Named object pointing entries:
● ● ● ● ●

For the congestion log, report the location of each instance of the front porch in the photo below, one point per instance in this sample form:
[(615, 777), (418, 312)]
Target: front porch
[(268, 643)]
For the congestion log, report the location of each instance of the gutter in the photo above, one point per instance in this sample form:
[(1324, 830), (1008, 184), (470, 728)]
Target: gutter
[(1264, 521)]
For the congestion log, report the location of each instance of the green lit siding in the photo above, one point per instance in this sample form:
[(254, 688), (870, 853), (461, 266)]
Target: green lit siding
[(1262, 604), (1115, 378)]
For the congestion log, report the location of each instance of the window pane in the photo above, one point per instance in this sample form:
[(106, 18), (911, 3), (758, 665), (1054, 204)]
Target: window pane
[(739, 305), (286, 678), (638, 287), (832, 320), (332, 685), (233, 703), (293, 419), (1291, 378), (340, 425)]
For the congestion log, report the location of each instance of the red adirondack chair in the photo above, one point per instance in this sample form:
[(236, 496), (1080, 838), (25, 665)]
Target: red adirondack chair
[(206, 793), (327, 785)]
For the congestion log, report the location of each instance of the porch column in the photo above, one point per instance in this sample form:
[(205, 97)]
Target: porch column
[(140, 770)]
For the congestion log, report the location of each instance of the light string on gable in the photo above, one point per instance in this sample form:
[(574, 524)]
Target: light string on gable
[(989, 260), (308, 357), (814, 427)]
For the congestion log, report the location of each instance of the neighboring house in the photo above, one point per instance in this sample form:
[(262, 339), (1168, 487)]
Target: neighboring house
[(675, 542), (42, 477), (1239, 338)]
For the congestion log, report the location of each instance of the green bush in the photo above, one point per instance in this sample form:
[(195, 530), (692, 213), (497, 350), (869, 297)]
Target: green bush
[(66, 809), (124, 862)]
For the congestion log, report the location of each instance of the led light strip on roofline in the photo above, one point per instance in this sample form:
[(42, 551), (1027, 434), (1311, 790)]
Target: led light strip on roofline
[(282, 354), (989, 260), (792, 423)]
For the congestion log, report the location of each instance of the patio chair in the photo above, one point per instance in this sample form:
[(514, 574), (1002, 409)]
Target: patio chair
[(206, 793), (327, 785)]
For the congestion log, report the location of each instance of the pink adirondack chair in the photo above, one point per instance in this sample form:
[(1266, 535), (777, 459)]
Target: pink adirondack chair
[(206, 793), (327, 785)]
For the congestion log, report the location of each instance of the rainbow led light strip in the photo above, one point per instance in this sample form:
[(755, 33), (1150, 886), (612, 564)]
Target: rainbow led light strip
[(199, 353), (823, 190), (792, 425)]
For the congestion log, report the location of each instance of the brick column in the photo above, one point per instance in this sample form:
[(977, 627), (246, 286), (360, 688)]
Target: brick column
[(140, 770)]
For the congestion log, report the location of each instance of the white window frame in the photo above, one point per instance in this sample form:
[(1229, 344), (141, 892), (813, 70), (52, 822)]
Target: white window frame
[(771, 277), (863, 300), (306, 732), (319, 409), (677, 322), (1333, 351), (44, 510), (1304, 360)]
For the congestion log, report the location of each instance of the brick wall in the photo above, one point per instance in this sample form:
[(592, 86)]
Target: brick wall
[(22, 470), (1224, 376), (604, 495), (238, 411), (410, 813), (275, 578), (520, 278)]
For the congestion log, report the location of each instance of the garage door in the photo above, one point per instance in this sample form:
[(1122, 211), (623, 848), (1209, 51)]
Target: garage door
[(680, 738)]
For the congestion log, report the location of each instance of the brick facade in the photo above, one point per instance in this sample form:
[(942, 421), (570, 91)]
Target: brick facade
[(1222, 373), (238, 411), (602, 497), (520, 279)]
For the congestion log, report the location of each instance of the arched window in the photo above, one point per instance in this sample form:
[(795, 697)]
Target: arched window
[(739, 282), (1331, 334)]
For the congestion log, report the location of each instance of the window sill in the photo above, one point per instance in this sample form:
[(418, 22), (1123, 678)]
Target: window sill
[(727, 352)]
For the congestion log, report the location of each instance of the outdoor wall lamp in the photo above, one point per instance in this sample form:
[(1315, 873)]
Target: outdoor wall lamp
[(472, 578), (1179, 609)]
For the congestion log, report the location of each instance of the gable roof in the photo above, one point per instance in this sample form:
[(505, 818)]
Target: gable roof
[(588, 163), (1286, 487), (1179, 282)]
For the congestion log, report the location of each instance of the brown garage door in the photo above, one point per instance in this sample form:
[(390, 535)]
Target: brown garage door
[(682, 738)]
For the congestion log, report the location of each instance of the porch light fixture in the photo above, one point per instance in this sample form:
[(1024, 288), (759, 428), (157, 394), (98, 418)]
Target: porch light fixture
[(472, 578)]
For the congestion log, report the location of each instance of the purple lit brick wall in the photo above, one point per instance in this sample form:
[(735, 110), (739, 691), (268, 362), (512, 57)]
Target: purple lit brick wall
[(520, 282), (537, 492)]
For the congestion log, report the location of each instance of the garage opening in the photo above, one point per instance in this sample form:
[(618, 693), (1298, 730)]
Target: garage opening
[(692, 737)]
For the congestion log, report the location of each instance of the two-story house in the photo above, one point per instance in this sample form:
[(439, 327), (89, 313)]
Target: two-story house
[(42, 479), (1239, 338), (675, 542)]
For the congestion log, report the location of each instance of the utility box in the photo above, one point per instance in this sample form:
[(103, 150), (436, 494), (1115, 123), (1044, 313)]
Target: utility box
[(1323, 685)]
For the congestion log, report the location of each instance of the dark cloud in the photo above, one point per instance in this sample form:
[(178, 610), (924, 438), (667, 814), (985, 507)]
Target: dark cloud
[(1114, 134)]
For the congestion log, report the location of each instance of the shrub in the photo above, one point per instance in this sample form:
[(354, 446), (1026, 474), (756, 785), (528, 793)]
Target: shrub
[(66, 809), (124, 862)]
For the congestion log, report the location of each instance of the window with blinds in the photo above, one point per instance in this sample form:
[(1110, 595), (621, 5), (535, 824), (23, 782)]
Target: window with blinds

● ● ● ● ●

What you are asked to do
Quote the data in full, keeping each word unchanged.

Answer for the task
For the congestion log, report the location of each instance of the front porch in the photo below, one point per instance in this sample form:
[(615, 777), (418, 312)]
Target: front porch
[(268, 643)]
For the congestion log, report the location of each instance of the gutter in the photo above, one point per instance in this sample form:
[(1324, 830), (1008, 184), (470, 728)]
Target: gutter
[(1264, 521)]
For the congestion log, report the location of each instance of the green lit siding in the photo above, one point per instance in this sample form:
[(254, 688), (870, 853), (461, 266)]
Target: green lit siding
[(1262, 604), (1115, 378)]
For the congestion log, report the location of each instance of the window pane in the photo above, one point per instance in this sample form:
[(106, 18), (911, 3), (758, 665), (1054, 204)]
Target: window pane
[(739, 305), (286, 678), (638, 287), (832, 320), (332, 685), (233, 703), (293, 419), (1291, 378), (340, 425)]
For the congestion log, report the location of each instance of the red adirondack chair in the photo above, one point per instance in this sample form:
[(236, 496), (1080, 838), (25, 665)]
Target: red adirondack chair
[(206, 793), (327, 785)]
For the congestion log, report the location of each instance of the porch column in the photo above, one point per instance in this sample form:
[(205, 97)]
Target: porch column
[(140, 770)]
For the congestion log, report the location of each instance of the light string on gable in the photo above, one point per instance in this sample form:
[(574, 524)]
Target: light string on gable
[(989, 260), (308, 357), (814, 427)]
For the congestion log, report the location of each instance of the neighboring house in the photo above, one point per instance in this sample form:
[(262, 339), (1168, 487)]
Target: neighboring house
[(675, 542), (42, 477), (1239, 338)]
For the congestion log, report the location of each instance of the green bush in the photo above, one point per instance in this sample form:
[(195, 530), (692, 213), (497, 350), (869, 297)]
Target: green bush
[(66, 809), (124, 862)]
For the congestion log, report the location of each instance of the led light strip on roofline in the photo above, one point per instance in this sample form:
[(42, 551), (1027, 434), (1311, 790)]
Target: led light strip on roofline
[(282, 354), (989, 260), (792, 423)]
For the congestion log, report the location of each instance of the patio chair in the photo above, one point per instance in this sample form:
[(514, 574), (1002, 409)]
Target: patio chair
[(206, 793), (327, 785)]
For the congestion log, report the location of each instance of the pink adirondack chair in the photo above, one point per instance in this sample form:
[(1266, 535), (777, 459)]
Target: pink adirondack chair
[(206, 793), (327, 785)]
For the congestion log, report the location of each instance of the rainbow led light strip in the photo above, one point per instance in this sample form:
[(755, 33), (1150, 886), (612, 564)]
Target: rainbow led light strip
[(199, 353), (823, 190), (792, 425)]
For the congestion log, report the location of each instance of the brick column in the photo above, one point per instance in this sample form:
[(977, 627), (246, 286), (360, 688)]
Target: brick column
[(140, 770)]
For the congestion log, report the location of each instance of the white window frame in the photo above, one point per instance in this sample form:
[(1229, 344), (141, 892), (813, 70), (52, 822)]
Target: white window frame
[(771, 277), (863, 300), (306, 732), (319, 409), (677, 322), (1333, 351), (44, 510), (1304, 360)]
For the congestion log, report the location of each instance of the brick wall in the photo above, one point per instance in this sample form:
[(592, 86)]
Target: brick wall
[(22, 470), (1224, 376), (604, 495), (238, 411), (410, 813), (275, 578), (520, 278)]
For the congestion log, report the location of each instance of the garage door in the photo above, one point per instance in this sample form:
[(1122, 211), (623, 848), (1209, 51)]
Target: garage door
[(680, 738)]
For the congestion log, report the location of each instance of the brick facade in the photo above, one point per instance in this sample form:
[(942, 421), (570, 91)]
Target: brick facade
[(1222, 373), (238, 411), (602, 497), (520, 279)]
For the congestion log, report the location of each instance of the arched window in the photo above, one point per instance in this sample form:
[(795, 697)]
Target: arched window
[(739, 282), (1331, 334)]
For the congestion log, report the location of each instance of the window sill in the photo above, one point per instance in this sample form:
[(418, 22), (1123, 678)]
Target: window sill
[(727, 352)]
For the congestion log, report the location of each instance of the outdoor wall lamp in the photo above, one point per instance in this sample form:
[(1315, 873)]
Target: outdoor wall lamp
[(472, 578), (1179, 609)]
For the congestion log, report the location of each instance of the gable roof in the photo above, one point per instance in this sample form:
[(505, 818)]
Target: gable roof
[(588, 163), (1286, 487), (1179, 282)]
For the congestion log, report the location of each instance of the brown garage door in the photo above, one point per instance in this sample form:
[(390, 535)]
Target: brown garage door
[(682, 738)]
For the congestion log, report the location of each instance of the porch light fixture in the photo above, one point per instance in this sample form:
[(1024, 288), (759, 428), (157, 394), (98, 418)]
Target: porch light fixture
[(472, 578)]
For the congestion log, report the location of each instance of the purple lit brick wall in the photo above, one point per instance in this sample form:
[(735, 110), (739, 691), (268, 362), (512, 57)]
Target: purple lit brick wall
[(520, 282), (537, 492)]
For the congestion log, report the location of each instance of the garage opening in the photo above, one point per instance in this sample form:
[(618, 693), (1298, 730)]
Target: garage opening
[(692, 737)]
For the congestion log, report the location of each instance of the two-story house in the photo above, one point per instance in this sample form:
[(439, 327), (89, 313)]
Target: two-story house
[(42, 479), (1239, 338), (675, 542)]
For the congestion log, report the location of each instance of the utility box in the photo above, one point per instance in this sample form:
[(103, 150), (436, 494), (1115, 123), (1044, 313)]
Target: utility box
[(1323, 685)]
For the congestion log, report the location of each instance of the dark cloud in the photo above, one point per instance in this sample form:
[(178, 610), (924, 438), (667, 814), (985, 507)]
Target: dark cloud
[(1114, 134)]
For the congestion log, report the location of each instance of the shrub in the photo above, one point per instance in this sample form:
[(354, 446), (1026, 474), (756, 785), (528, 793)]
Target: shrub
[(66, 809), (124, 862)]
For the congestion log, report the location of each instance of the window with blinds in the photo above, one point per instance in this sample form:
[(1110, 595), (621, 5), (535, 824), (23, 782)]
Target: window with blinds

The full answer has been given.